Object outline annotations
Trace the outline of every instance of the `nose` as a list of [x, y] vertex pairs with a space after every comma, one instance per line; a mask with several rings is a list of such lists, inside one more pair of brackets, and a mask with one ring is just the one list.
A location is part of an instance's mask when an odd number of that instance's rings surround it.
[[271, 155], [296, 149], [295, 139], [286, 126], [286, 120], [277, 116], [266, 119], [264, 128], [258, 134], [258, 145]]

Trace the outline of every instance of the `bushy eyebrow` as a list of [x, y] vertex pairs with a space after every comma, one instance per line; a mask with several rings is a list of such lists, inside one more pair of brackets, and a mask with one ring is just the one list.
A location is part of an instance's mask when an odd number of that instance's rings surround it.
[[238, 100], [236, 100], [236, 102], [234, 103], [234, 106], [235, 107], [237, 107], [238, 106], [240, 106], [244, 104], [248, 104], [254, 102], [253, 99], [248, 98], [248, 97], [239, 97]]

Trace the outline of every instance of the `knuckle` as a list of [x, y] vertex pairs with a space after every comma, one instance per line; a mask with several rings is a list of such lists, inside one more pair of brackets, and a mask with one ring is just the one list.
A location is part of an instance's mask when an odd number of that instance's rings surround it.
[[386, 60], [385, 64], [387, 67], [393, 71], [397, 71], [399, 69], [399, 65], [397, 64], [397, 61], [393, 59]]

- [WHAT IS ASKED] Count the lines in the listing above that contain the word "lists", and give only the number.

- [TASK RESPONSE] 3